# [Excerpted text]
.....

This time we discuss how to create the next YouTube sensation.
Setting the Stage: “Did you see that video of a cat parallel parking a pick up truck?”
“Yeah, how about the one of the old dude and the two year old doing the “All the Single Ladies” dance?”
“Or that one of the a cappella group Rick-rolling a New York subway?”
While each of the preceding three video descriptions sound realistic enough, only the third is real. A part of what this dialogue demonstrates, though, is that a cappella has just as much potential to go viral as cats, old people, and unfortunate children saying hello to their future girlfriends (OK, maybe not quite as viral as that last one). But how can a group go from recording just any old song to transcending the a cappella bubble out into mainstream America?
Song Selection: Good song selection is absolutely key to this endeavor. More so than thinking about what parts your group can cover, and how organic a song is to your group identity, the focus here should be on recording something topical, popular, and ideally current, and covering it in a way that hasn’t been done before. Such was the beauty of On the Rocks making Rick-rolling borderline relevant again by making it a cappella and letting it loose on the subway system; or Ithacappella being the first to cover American Idol gem “Pants on the Ground,” or The Yellow Jackets playing with gender roles and employing professional production standards to “You Belong With Me.”
Setting: Viral videos are often best when there’s the opportunity to capture audience reaction, so you’ll want to make sure you choose a setting that will have lighting conducive to filming audience members. You’ll also want to think about a setting conducive to good sound quality and a clear image of your crew when you’re performing.

.....

# [Data extracts]
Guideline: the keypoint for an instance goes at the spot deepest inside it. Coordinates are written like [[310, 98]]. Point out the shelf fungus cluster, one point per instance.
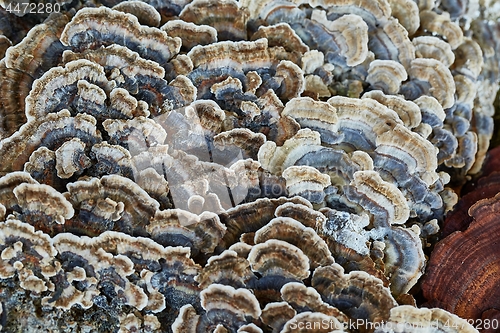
[[470, 250], [241, 166]]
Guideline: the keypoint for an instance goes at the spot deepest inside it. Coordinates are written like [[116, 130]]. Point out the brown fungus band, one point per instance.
[[246, 166]]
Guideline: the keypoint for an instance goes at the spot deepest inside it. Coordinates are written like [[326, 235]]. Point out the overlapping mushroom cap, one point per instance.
[[469, 249], [234, 166]]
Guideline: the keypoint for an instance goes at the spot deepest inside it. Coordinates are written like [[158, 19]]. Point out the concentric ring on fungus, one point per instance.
[[246, 166]]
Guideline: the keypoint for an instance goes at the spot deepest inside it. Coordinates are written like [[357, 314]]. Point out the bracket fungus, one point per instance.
[[245, 166]]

.....

# [To do]
1. Answer these questions about the a cappella viral-video article:
(a) Which of the three video descriptions in the opening dialogue is real?
(b) Which song was Ithacappella the first to cover?
(c) The setting should have lighting suited to filming whom?
2. Write the next part of the article on making an a cappella video go viral, picking up after its last sentence.
Nothing in the records is needed here.

# [Answers for the tasks]
1.
(a) The one of the a cappella group Rick-rolling a New York subway.
(b) "Pants on the Ground."
(c) Audience members.

2.
Choreography: Choreography is tricky for a video intended to be shared with the masses. On one hand, the movement has to be contained and simple enough to easily be captured on camera, and such that the viewer won’t be overwhelmed with the visual. On the other hand, you need to be doing something from a visual perspective to make your performance more interesting than just listening to you sing, lest your online audience minimize your window and only listen to your song, and hence feel less compelled to pass it along as the next must-see-video.
Other Notes: Production value counts on viral videos—it should either be really professional or completely amateur—anything in between and it looks like you were trying too hard and didn’t succeed at making your project work. This is a difficult balance, but aim for one of the extremes of either hiring a professional camera crew for this one, or giving your cell phone to your little sister on sibling weekend to give it her best try (and hoping that her commentary is cute and/or off color enough to augment what you’re doing on stage).